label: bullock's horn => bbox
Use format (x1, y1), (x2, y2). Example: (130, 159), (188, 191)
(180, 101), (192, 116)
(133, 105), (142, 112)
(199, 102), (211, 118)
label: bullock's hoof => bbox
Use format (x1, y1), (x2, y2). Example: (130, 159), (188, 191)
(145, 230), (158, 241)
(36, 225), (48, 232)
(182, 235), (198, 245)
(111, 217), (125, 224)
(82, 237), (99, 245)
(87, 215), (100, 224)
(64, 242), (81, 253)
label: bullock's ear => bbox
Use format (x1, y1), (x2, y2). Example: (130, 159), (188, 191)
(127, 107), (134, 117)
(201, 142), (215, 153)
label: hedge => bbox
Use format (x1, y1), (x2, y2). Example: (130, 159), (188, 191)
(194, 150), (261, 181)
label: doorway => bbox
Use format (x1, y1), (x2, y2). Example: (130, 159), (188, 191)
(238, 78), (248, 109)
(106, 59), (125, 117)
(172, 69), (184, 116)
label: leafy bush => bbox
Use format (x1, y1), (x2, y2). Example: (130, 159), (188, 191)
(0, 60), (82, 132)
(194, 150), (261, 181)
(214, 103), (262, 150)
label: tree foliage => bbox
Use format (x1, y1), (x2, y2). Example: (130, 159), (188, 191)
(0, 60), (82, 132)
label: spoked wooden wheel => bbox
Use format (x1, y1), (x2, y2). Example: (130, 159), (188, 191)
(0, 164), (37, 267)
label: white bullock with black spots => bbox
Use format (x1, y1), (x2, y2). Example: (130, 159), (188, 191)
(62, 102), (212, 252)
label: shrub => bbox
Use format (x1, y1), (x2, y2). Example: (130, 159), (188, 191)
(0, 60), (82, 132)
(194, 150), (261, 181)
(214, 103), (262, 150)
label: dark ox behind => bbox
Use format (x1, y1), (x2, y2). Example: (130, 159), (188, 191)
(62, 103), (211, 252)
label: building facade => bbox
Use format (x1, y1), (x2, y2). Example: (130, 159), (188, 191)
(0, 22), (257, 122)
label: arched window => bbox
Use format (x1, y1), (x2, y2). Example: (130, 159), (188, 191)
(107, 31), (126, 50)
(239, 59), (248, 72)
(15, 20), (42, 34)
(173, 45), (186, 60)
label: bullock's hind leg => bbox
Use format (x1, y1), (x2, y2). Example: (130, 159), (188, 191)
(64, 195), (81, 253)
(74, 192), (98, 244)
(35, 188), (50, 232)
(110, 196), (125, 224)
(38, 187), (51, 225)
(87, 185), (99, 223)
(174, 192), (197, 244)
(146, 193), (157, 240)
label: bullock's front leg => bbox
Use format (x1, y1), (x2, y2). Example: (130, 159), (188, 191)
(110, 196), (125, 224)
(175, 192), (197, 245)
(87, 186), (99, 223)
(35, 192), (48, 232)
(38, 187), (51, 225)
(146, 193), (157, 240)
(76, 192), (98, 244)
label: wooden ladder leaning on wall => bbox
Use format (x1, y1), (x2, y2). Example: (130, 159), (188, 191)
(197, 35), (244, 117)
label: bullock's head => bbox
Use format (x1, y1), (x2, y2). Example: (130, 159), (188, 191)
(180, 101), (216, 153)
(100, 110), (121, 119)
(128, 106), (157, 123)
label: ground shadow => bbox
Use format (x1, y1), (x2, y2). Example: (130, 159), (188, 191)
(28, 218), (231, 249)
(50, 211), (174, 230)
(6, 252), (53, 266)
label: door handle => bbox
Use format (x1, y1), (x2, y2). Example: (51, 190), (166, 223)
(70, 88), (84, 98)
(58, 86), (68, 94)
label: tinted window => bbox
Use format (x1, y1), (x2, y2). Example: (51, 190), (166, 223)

---

Brief: Pick out every line in the entries above that contains the word "window", and copy each such line in full.

Complete output:
label: arched window => bbox
label: tinted window => bbox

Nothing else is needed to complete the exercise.